* **What you should do**
Transcribe each record below word for word.

* **Data entries**
########

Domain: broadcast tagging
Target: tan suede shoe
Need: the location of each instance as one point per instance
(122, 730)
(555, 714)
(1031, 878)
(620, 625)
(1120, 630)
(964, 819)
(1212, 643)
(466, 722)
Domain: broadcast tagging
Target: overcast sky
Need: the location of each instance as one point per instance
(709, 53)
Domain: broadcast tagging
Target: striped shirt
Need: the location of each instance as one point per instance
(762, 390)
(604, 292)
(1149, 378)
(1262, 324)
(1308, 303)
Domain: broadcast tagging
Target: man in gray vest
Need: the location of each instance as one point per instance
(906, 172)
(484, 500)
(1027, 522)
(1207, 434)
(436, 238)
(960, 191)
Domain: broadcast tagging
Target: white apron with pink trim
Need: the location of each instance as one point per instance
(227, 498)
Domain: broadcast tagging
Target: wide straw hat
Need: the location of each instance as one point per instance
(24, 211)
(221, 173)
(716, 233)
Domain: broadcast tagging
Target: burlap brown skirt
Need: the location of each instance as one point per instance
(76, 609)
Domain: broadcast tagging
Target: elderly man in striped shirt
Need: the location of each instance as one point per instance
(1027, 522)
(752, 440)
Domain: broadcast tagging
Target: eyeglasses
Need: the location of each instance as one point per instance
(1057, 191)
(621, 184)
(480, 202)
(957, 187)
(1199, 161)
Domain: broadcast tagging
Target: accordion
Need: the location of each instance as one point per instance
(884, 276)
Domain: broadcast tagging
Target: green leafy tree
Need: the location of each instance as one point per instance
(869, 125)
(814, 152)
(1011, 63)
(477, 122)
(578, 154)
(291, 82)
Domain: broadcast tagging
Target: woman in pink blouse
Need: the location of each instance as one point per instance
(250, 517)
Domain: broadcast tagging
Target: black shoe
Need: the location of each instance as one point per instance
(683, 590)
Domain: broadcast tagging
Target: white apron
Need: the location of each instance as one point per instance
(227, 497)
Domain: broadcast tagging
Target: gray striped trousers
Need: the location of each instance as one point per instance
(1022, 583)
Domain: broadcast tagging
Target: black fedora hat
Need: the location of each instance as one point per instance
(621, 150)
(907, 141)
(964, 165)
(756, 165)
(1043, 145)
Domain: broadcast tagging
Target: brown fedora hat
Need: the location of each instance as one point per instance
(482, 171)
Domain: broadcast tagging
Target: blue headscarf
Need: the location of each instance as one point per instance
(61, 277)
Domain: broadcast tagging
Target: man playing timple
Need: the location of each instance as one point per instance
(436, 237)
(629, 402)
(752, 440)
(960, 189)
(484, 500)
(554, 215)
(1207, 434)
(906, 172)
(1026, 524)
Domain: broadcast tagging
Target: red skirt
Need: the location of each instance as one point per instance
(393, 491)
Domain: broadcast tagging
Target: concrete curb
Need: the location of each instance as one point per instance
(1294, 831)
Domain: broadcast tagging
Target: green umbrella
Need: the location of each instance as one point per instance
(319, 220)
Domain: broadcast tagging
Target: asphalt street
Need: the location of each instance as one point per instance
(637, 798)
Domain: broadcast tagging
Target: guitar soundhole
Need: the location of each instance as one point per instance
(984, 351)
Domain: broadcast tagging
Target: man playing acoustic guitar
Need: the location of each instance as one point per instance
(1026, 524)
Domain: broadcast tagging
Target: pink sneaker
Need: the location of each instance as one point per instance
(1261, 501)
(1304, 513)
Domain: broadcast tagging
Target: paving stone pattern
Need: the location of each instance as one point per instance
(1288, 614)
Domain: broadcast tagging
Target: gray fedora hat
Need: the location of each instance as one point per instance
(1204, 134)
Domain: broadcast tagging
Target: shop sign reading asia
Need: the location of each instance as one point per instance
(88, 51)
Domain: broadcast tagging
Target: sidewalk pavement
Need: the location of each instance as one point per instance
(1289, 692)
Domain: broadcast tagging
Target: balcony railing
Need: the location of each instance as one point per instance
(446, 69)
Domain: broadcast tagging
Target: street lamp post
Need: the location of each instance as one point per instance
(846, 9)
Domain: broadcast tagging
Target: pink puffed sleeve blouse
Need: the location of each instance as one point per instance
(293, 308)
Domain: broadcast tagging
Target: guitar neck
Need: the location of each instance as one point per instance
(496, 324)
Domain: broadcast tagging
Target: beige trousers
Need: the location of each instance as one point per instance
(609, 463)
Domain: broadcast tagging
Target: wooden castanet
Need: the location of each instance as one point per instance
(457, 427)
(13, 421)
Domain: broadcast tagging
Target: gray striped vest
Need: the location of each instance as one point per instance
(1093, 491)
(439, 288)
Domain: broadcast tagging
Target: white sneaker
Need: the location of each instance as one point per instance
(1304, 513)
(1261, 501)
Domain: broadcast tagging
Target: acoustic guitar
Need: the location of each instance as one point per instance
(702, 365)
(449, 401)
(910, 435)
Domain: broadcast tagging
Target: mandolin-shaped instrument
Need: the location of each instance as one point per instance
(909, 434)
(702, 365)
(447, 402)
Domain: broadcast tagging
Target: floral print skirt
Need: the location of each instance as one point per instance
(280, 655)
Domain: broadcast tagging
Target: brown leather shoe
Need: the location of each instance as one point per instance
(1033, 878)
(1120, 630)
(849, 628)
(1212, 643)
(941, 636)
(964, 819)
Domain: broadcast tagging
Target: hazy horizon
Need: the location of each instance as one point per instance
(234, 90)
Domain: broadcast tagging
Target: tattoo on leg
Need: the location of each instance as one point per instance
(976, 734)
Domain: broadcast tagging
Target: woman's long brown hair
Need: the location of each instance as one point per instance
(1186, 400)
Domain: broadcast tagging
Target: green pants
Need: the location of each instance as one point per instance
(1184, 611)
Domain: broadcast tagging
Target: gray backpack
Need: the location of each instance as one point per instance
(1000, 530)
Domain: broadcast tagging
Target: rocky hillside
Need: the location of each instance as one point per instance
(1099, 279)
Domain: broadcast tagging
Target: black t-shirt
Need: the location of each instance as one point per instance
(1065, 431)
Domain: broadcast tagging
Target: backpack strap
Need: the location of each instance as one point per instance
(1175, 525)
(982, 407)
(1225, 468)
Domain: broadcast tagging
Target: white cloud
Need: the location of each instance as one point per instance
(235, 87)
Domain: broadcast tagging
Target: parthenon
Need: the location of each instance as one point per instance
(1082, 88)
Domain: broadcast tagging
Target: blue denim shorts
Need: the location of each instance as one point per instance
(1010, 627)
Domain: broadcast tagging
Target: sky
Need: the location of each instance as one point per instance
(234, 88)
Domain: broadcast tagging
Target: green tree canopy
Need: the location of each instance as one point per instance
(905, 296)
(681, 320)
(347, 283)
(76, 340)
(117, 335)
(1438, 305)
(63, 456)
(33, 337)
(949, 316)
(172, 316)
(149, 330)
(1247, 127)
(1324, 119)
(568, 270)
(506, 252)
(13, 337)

########

* **Finished exercise**
Domain: broadcast tagging
Target: tan suede shoe
Need: the location of each instance as one point per instance
(122, 730)
(555, 714)
(1031, 878)
(620, 625)
(1120, 630)
(964, 819)
(1212, 643)
(466, 722)
Domain: broadcast tagging
Target: overcast sky
Need: the location of each instance as one point per instance
(709, 53)
Domain: broadcast tagging
Target: striped shirt
Need: the location of each instance as one point per instance
(762, 390)
(604, 292)
(1149, 378)
(1262, 324)
(1308, 303)
Domain: broadcast tagging
Target: man in gray vest
Need: the location of each instance as one point per instance
(906, 172)
(484, 500)
(1027, 522)
(1207, 434)
(436, 238)
(960, 191)
Domain: broadcast tagging
Target: white apron with pink trim
Need: the location of each instance as one point per instance
(227, 498)
Domain: broadcast tagging
Target: wide straw hat
Need: the location of each instance as one point per instance
(24, 211)
(221, 173)
(716, 233)
Domain: broadcast tagging
Target: burlap brown skirt
Need: the location of each instance as one point per instance
(76, 609)
Domain: broadcast tagging
Target: elderly man in striped shirt
Need: the location of each instance as one point per instance
(1027, 522)
(752, 440)
Domain: broadcast tagging
Target: eyeglasses
Need: the location of each instance as one point per instance
(1057, 191)
(621, 184)
(480, 202)
(957, 187)
(1199, 161)
Domain: broadcast tagging
Target: accordion
Need: the location of each instance as one point per instance
(884, 276)
Domain: broadcast tagging
Target: green leafy tree
Need: the location of each instance as one point per instance
(869, 125)
(814, 152)
(1011, 63)
(477, 122)
(578, 154)
(291, 82)
Domain: broadcast tagging
Target: woman in pink blouse
Need: the location of each instance as one point per instance
(250, 517)
Domain: broadcast tagging
Target: black shoe
Need: the location of each instance as one point per instance
(683, 590)
Domain: broadcast tagging
Target: white apron
Need: the location of each instance as one point per instance
(227, 497)
Domain: broadcast tagging
Target: gray striped trousers
Need: the location of each instance as one point per instance
(1022, 583)
Domain: broadcast tagging
Target: black fedora hat
Need: the location of each instance as one point per instance
(621, 150)
(907, 141)
(964, 165)
(756, 165)
(1043, 145)
Domain: broadcast tagging
Target: brown fedora hat
Need: the location of each instance as one point per instance
(482, 171)
Domain: broadcast tagging
Target: blue headscarf
Need: the location of each instance as one point per instance
(61, 277)
Domain: broadcast tagging
Target: man playing timple
Need: the location of each instance as one point per instance
(436, 237)
(629, 402)
(752, 440)
(960, 189)
(484, 500)
(554, 215)
(1207, 434)
(906, 172)
(1026, 524)
Domain: broadcast tagging
Target: red skirt
Need: the location of each instance as one point per instance
(393, 491)
Domain: broadcast tagging
Target: concrete curb
Need: the location of each instance as one point per instance
(1294, 831)
Domain: broadcast tagging
Target: green umbrella
Need: the location of each instance as one point per instance
(319, 220)
Domain: broadcast tagging
Target: asphalt street
Need: the location of each instance as one point per instance
(637, 798)
Domain: broadcast tagging
Target: guitar soundhole
Need: the location of each instance as one point per instance
(984, 351)
Domain: broadcast tagging
Target: man playing acoustic guitar
Need: the location of each instance as one point per instance
(1026, 524)
Domain: broadcast tagging
Target: pink sneaker
Need: the location of each instance as one point per instance
(1261, 501)
(1304, 513)
Domain: broadcast tagging
Target: paving stone pattern
Need: the location of each instance as one point per instance
(1288, 614)
Domain: broadcast tagging
Target: gray fedora hat
Need: the location of each instance as one point per instance
(1204, 134)
Domain: broadcast tagging
Target: shop sign reading asia
Need: the location of each instance as one point per instance
(88, 51)
Domain: broadcast tagging
Target: sidewalk pavement
Need: the location of each instance as one point per instance
(1289, 692)
Domain: broadcast tagging
Target: balcony railing
Need: the location of each instance as one point per instance
(446, 69)
Domain: broadcast tagging
Target: street lamp post
Need: the location of each instance as one point per instance
(846, 9)
Domain: broadcast tagging
Target: pink puffed sleeve blouse
Need: the location of each instance as one point per instance
(293, 308)
Domain: broadcast tagging
Target: guitar neck
Need: the location of each instance as one point per instance
(496, 324)
Domain: broadcast tagging
Target: beige trousers
Need: the location of each instance as one point per instance
(609, 463)
Domain: broadcast tagging
Target: wooden castanet
Need: the location of each instance as one point per instance
(457, 427)
(13, 421)
Domain: broadcast tagging
Target: gray striped vest
Need: the location of each instance as one point per instance
(1093, 491)
(439, 288)
Domain: broadcast tagging
Target: white sneaker
Need: the location of each instance as one point per instance
(1304, 513)
(1261, 501)
Domain: broadcast tagging
Target: acoustic guitar
Need: the location of each instance as one point per instance
(702, 365)
(449, 401)
(910, 435)
Domain: broadcast tagging
Target: mandolin-shaped instrument
Need: the location of each instance as one point per instance
(909, 434)
(702, 365)
(447, 402)
Domain: broadcast tagging
Target: floral print skirt
Need: the location of each instance as one point per instance
(280, 655)
Domain: broadcast tagging
Target: brown leather shoe
Need: the location of each instance as one point per instance
(1033, 878)
(1120, 630)
(849, 628)
(1212, 643)
(941, 636)
(964, 819)
Domain: broadcast tagging
Target: hazy horizon
Need: the location of each instance as one point per instance
(234, 90)
Domain: broadcast tagging
Target: tattoo on leg
Need: the location of each instance as one point per instance
(976, 734)
Domain: broadcast tagging
Target: woman's long brown hair
Need: the location of each instance as one point per instance
(1186, 400)
Domain: broadcast tagging
Target: green pants
Need: the location of each instance as one point per instance
(1184, 611)
Domain: broadcast tagging
Target: gray backpack
Need: the location of each instance as one point per instance
(1000, 530)
Domain: broadcast tagging
Target: rocky hillside
Need: the location of each instance as one point per instance
(1099, 279)
Domain: broadcast tagging
Target: black t-shirt
Need: the location of each instance as one point per instance
(1065, 431)
Domain: broadcast tagging
Target: backpack strap
Need: the location of each instance as one point per instance
(1175, 525)
(982, 407)
(1225, 468)
Domain: broadcast tagging
Target: white cloud
Need: the location of each instance as one point per instance
(235, 87)
Domain: broadcast tagging
Target: parthenon
Need: the location of each instance as one point per instance
(1082, 88)
Domain: broadcast tagging
Target: blue denim shorts
Need: the location of each instance as one point per instance
(1010, 627)
Domain: broadcast tagging
Target: sky
Need: the location of each instance as one point per instance
(234, 88)
Domain: broadcast tagging
Target: green tree canopy
Need: the location of each instance as one point per instance
(905, 296)
(681, 320)
(347, 283)
(76, 340)
(117, 335)
(1438, 305)
(63, 456)
(33, 337)
(949, 316)
(172, 316)
(149, 330)
(1247, 127)
(1324, 119)
(568, 270)
(506, 252)
(13, 337)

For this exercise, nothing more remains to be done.